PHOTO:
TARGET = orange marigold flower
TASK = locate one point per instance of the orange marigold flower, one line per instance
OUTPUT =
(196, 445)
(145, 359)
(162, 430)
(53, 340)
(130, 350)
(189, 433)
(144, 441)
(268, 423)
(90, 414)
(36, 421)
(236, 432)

§ §

**DO THIS:**
Switch every "orange marigold flower" in the data above to "yellow marigold flower", and reproduce all the lines with nothing else changed.

**FINAL RESULT:**
PHOTO:
TARGET = yellow marigold flower
TASK = locate one point per instance of the yellow marigold flower, one line per instance
OUTPUT =
(196, 445)
(145, 359)
(162, 430)
(53, 340)
(130, 350)
(189, 433)
(144, 441)
(268, 423)
(90, 414)
(36, 421)
(236, 432)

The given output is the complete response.